▶ DATA SUPPLIED:
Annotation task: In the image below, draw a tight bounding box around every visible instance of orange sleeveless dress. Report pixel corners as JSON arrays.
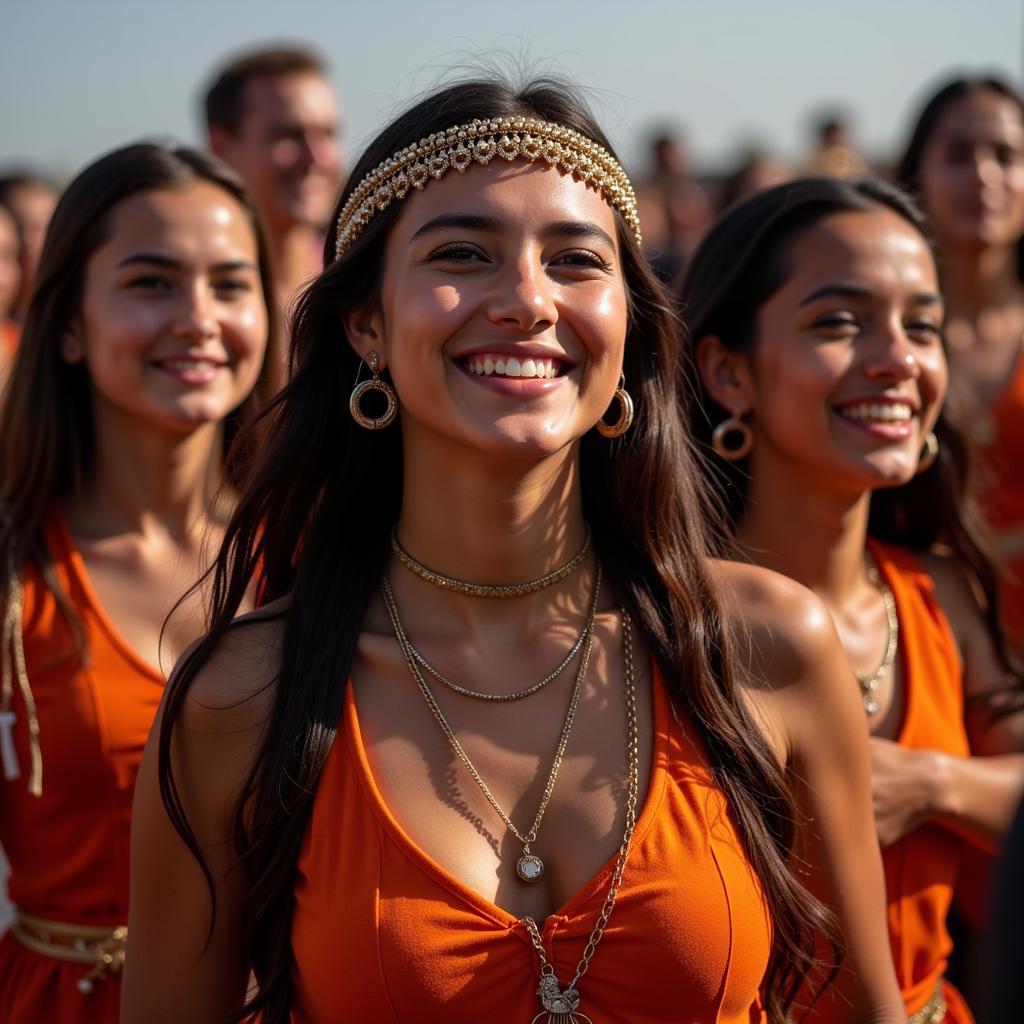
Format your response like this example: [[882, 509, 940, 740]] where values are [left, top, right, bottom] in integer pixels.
[[292, 670, 771, 1024], [797, 541, 974, 1024], [975, 347, 1024, 651], [0, 513, 163, 1024]]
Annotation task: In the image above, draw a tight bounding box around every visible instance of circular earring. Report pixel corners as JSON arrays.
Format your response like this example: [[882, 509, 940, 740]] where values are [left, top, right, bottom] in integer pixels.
[[916, 430, 939, 473], [348, 352, 398, 430], [597, 374, 633, 437], [711, 413, 754, 462]]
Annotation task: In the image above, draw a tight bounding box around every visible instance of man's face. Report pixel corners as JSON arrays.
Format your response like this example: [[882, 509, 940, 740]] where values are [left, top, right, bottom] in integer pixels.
[[211, 72, 342, 233]]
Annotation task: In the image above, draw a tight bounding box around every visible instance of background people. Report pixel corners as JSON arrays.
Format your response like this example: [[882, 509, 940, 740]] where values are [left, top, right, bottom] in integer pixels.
[[0, 144, 273, 1024]]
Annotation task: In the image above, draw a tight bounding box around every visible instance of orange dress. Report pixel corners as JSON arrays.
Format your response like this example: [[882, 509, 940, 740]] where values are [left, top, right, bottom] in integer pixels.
[[797, 541, 974, 1024], [292, 671, 771, 1024], [974, 347, 1024, 651], [0, 513, 163, 1024]]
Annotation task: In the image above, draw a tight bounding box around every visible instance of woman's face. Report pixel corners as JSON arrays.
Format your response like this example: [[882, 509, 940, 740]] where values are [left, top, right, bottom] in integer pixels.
[[919, 89, 1024, 247], [62, 181, 267, 433], [748, 207, 947, 492], [360, 161, 629, 457]]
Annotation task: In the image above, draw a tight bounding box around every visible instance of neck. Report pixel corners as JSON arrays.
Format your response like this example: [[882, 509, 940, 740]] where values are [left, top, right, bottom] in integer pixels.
[[71, 407, 223, 543], [941, 240, 1022, 322], [391, 436, 595, 631], [738, 446, 870, 608]]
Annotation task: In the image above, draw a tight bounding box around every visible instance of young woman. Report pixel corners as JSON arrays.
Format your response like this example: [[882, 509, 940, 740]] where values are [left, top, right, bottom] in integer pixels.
[[0, 144, 272, 1024], [124, 75, 901, 1024], [898, 78, 1024, 651], [681, 179, 1024, 1024]]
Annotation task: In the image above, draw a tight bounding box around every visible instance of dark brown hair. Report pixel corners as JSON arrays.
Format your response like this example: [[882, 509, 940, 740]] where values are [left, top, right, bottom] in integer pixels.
[[679, 178, 1022, 712], [0, 142, 282, 655], [159, 80, 827, 1024], [896, 75, 1024, 281], [204, 46, 327, 135]]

▶ PROBLEM TO SOLVE:
Edit all of the material above, replacing "Annotation task" with "Labeling task" and keeping everything else the same. Leave the pictures out of your answer.

▶ RESPONSE TO THE EXERCISE:
Labeling task: In the image below, draw a tight bounding box around every visible instance of orange sleeveless dress. Report pixel corners as JSON arrays.
Format your response like this example: [[882, 509, 940, 740]] where values are [left, top, right, bottom] in integer pixels.
[[292, 670, 771, 1024], [797, 541, 974, 1024], [975, 347, 1024, 651], [0, 513, 163, 1024]]
Labeling task: In the image above, draw a tight bounding box around every visible instance of circular earring. Report pixel corners as JSON arrays.
Format your response like this example: [[882, 509, 940, 740]] where values are [left, top, right, bottom] in integer pixels.
[[916, 430, 939, 473], [348, 352, 398, 430], [597, 374, 633, 437], [711, 413, 754, 462]]
Labeling task: In the image above, draw a tight bounding box around every visible instance of man's face. Report pixel corners as JSON arrays.
Format your response like this example: [[882, 509, 940, 740]] where values are [left, top, right, bottom] in integer pixels.
[[211, 72, 342, 233]]
Labeling task: In the image above, draw a tight bounding box around every visible instance of background people. Report pixel corners as JSON arrays.
Format your response like this example: [[882, 509, 940, 740]] where values are [left, top, right, bottom] in integer pixels.
[[0, 144, 273, 1024]]
Labeling task: In the image above, draw a tight bounding box around every visible instance of orange dress. Report pixel corners as JSON arrays.
Format your response like this example: [[882, 509, 940, 740]] where values are [left, top, right, bottom] in integer pixels.
[[797, 541, 974, 1024], [292, 671, 771, 1024], [974, 347, 1024, 651], [0, 513, 163, 1024]]
Labeling task: In the image above, draw a tight bounding box around every visible instance of woman's face. Report pixel corners as JSON arrays.
Format your response like this example: [[882, 509, 940, 740]] where values are [left, top, right, bottom] in integer pixels.
[[919, 89, 1024, 247], [62, 181, 267, 433], [748, 207, 947, 492], [360, 161, 629, 457]]
Labeling task: In the image above, draw a tight bounding box around every visible instance of neck. Report pixel corners as JSON arrays.
Format your response like this example: [[882, 509, 940, 740]] where values are [left, top, right, bottom] in integer pixels.
[[71, 407, 223, 543], [941, 240, 1022, 322], [391, 436, 595, 631], [738, 446, 870, 608]]
Labeling task: In the image above, draw a tight bounding box around every visible instance of young woman. Report pixel corners as JSON arrays.
Format your response like this example: [[882, 509, 940, 740]] where values are [left, top, right, bottom] in integer pixels.
[[0, 144, 272, 1024], [124, 75, 901, 1024], [898, 78, 1024, 651], [681, 179, 1024, 1024]]
Labeling task: In the image above, draw a tight bounding box around every visible instance of dark brown hair. Report pixel corners as JSON arrays.
Format your response like this example: [[882, 509, 940, 740]] where values are [left, top, right, bottom] in integer pixels.
[[679, 178, 1022, 712], [0, 142, 282, 655], [159, 80, 827, 1024], [896, 75, 1024, 281], [204, 46, 327, 135]]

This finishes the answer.